ОТРЫВОК ▸
○ ○ ○ ○ ○

Предательство интеллектуалов
Шрифт:
Всякая система, поставленная на службу страсти, призвана доказать, что эта страсть – деятельное начало добра в нашем мире, а ее противоположность – воплощение зла. Однако сейчас это стремятся доказать уже не только в политическом плане, но и в нравственном, интеллектуальном, эстетическом аспектах: антисемитизм, пангерманизм, французский монархизм, социализм – не только политические манифесты; они отстаивают особый вид нравственности, интеллекта, чувствований, литературы, философии, художественного восприятия. Добавим, что наше время внесло в теоретическое выражение политических страстей две новации, чрезвычайно их оживляющие. Первое новшество. Каждая политическая страсть сегодня сопряжена с убеждением, что ее развитие соответствует «направлению эволюции», «глубинному ходу истории»; как известно, всем современным страстям, будь то страсти Маркса, Морраса или Х. С. Чемберлена, открылся «исторический закон», по которому их развитие определяется самим духом истории и должно непременно увенчаться триумфом, тогда как враждебные им страсти противоречат этому духу и способны одержать лишь иллюзорную победу. Впрочем, здесь нетрудно распознать старое как мир желание взять в союзники Судьбу, прикрываемое научными формулировками. И это подводит нас ко второму новшеству: все современные политические идеологии претендуют на научность, выдают себя за результат «строгого наблюдения фактов». Мы знаем, какую уверенность, непреклонность и жестокость, нечасто встречаемые в истории политических страстей, такая претензия придает сегодня этим страстям; яркий тому пример – французский монархизм [157] .
157
И коммунизм. (Прим. в изд. 1946 г.)
Подведем итог. Политические страсти обнаруживают сегодня невиданную доныне степень всеобщности, слитности, однородности, определенности, постоянства, преобладания над другими страстями; они обретают качественно иное самосознание; некоторые из них, до сих пор остававшиеся потаенными, пробуждаются к самосознанию и присоединяются к давно известным страстям; другие становятся более пассионарными, чем когда-либо в прошлом, завладевают сердцем человека в таких нравственных сферах, куда прежде
II. Значение этого процесса. Природа политических страстей
Каково значение этого процесса? О какой человеческой склонности, элементарной и глубокой, свидетельствует отмеченный нами прогресс, а вернее, триумф? Это равносильно вопросу о том, какова природа политических страстей, какую более общую – сущностную – расположенность души они выражают, каково, изъясняясь научным языком, их психологическое основание.

○ ○ ○ ○ ○

МАТЕРИАЛЫ УПРАЖНЕНИЯ ▸
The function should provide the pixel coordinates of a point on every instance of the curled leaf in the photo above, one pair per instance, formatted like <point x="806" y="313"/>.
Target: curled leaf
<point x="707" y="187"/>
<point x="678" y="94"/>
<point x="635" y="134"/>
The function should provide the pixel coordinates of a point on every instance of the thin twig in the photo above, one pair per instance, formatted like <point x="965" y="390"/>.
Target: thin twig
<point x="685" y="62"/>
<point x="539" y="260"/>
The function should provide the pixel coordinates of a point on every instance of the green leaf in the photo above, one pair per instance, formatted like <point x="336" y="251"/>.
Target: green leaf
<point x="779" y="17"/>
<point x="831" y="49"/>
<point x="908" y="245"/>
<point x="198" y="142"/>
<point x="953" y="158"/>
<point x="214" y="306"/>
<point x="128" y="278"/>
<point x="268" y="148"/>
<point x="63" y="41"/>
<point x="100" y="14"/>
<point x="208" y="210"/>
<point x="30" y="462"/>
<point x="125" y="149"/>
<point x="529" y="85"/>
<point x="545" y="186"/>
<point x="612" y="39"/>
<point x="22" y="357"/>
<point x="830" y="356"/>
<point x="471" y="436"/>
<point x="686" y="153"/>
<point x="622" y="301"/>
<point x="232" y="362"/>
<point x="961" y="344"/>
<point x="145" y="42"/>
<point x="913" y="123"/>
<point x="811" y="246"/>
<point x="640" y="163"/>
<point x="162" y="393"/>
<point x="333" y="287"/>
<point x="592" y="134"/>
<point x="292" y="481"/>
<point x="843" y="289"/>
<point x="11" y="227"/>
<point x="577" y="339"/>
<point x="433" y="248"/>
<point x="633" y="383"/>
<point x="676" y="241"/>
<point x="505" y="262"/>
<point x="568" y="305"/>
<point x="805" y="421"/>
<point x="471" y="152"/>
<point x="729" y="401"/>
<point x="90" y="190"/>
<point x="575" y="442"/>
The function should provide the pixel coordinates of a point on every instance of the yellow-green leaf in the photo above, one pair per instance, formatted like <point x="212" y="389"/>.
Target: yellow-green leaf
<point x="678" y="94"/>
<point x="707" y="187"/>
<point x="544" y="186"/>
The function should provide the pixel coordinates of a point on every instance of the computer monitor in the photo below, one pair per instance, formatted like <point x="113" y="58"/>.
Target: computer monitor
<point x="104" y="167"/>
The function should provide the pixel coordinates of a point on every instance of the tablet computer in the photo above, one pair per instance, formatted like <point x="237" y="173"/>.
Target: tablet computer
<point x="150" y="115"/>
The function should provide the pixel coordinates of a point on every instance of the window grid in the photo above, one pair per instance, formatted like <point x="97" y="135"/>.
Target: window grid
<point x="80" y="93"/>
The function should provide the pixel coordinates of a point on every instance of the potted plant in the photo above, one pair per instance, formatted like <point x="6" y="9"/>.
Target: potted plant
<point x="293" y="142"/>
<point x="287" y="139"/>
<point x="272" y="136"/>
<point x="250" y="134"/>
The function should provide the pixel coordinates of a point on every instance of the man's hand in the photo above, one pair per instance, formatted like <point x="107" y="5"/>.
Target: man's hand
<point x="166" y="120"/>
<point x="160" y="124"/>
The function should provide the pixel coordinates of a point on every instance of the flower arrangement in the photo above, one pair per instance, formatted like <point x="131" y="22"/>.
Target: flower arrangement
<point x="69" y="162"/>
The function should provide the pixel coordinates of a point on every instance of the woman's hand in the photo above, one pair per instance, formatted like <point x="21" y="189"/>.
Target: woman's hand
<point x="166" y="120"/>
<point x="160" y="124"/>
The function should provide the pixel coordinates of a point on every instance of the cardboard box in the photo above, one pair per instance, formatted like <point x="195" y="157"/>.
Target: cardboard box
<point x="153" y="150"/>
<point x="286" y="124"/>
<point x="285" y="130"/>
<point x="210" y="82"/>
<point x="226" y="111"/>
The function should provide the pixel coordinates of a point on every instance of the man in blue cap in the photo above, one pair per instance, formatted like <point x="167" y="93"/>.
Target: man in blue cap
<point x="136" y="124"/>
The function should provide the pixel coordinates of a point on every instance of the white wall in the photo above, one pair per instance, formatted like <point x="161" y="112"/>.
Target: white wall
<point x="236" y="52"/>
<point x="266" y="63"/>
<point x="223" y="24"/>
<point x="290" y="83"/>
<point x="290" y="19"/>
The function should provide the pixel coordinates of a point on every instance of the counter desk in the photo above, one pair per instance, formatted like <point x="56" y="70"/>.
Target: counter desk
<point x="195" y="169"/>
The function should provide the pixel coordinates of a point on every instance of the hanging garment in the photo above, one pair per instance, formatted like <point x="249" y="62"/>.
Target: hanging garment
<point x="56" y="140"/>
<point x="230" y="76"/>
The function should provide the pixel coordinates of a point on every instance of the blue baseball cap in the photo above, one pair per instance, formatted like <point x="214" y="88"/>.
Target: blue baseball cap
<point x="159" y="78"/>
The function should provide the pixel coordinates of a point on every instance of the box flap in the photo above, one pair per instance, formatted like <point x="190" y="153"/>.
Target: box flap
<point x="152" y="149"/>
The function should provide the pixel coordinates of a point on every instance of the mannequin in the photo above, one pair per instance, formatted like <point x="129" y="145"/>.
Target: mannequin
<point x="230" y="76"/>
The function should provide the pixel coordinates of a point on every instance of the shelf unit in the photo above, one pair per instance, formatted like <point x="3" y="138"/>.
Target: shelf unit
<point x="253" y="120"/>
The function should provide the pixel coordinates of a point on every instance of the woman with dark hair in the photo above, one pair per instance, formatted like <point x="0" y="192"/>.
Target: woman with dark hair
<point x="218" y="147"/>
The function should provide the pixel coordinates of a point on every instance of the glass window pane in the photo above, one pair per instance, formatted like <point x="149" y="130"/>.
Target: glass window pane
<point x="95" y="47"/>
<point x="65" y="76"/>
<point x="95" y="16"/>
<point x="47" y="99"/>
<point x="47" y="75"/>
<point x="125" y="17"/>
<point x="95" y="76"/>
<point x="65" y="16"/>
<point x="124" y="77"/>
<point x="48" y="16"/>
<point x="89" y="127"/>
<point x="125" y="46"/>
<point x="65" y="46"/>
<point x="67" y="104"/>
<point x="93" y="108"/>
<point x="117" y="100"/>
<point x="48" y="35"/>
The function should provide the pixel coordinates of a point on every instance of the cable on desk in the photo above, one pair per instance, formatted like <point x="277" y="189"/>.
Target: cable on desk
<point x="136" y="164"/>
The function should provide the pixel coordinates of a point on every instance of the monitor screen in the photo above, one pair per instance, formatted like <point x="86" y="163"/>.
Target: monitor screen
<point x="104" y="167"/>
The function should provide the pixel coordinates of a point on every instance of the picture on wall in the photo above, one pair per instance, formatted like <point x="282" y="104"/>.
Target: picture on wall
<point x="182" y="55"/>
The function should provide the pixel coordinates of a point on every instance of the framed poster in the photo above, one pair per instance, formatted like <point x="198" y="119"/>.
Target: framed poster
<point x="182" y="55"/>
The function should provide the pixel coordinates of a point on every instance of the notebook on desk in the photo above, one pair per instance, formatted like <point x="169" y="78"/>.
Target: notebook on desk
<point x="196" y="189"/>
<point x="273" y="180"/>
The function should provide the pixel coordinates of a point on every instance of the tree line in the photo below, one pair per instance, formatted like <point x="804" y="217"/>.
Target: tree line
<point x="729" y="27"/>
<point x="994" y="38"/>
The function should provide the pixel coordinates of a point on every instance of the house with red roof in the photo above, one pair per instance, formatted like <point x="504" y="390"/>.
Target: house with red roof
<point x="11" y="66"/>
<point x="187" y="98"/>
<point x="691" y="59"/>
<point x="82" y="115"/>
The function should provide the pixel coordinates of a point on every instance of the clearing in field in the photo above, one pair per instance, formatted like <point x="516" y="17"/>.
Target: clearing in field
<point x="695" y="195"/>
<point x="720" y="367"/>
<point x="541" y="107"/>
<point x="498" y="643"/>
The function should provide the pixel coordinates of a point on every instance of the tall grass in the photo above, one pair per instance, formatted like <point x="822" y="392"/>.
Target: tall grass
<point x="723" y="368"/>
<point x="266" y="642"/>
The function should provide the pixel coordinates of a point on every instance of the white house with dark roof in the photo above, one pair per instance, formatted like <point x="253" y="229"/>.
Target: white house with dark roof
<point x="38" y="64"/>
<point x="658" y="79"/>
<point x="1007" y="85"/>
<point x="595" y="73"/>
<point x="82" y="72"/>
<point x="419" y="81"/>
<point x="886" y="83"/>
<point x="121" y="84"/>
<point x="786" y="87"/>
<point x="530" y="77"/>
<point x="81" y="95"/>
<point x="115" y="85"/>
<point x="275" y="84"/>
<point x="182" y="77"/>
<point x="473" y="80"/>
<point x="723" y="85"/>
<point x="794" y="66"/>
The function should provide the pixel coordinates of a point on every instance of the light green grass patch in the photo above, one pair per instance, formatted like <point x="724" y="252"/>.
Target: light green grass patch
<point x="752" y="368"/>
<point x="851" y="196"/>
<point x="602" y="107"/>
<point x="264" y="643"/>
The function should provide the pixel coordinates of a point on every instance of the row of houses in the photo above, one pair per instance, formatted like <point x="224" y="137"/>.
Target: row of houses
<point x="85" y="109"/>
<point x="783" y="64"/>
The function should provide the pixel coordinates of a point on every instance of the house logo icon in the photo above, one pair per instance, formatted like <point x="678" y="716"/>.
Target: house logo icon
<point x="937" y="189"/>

○ ○ ○ ○ ○

УСЛОВИЯ ЗАДАНИЙ ▸
(a) Определите, согласуются ли с отрывком утверждения (i), (ii) и (iii), и подкрепите каждый ответ «да» или «нет» точной цитатой из отрывка. (i) Современные политические идеологии претендуют на научность. (ii) Наше время внесло в теоретическое выражение политических страстей три новации. (iii) В примечании к изданию 1946 г. упомянут коммунизм.
(b) Подсчитайте строки листинга, в которых встречается строка «hand», и укажите в ответе только число.

ОТВЕТЫ К ЗАДАНИЯМ ▸
(a)
(i) Да: «все современные политические идеологии претендуют на научность».
(ii) Нет: «наше время внесло в теоретическое выражение политических страстей две новации».
(iii) Да: «И коммунизм. (Прим. в изд. 1946 г.)».

(b) 4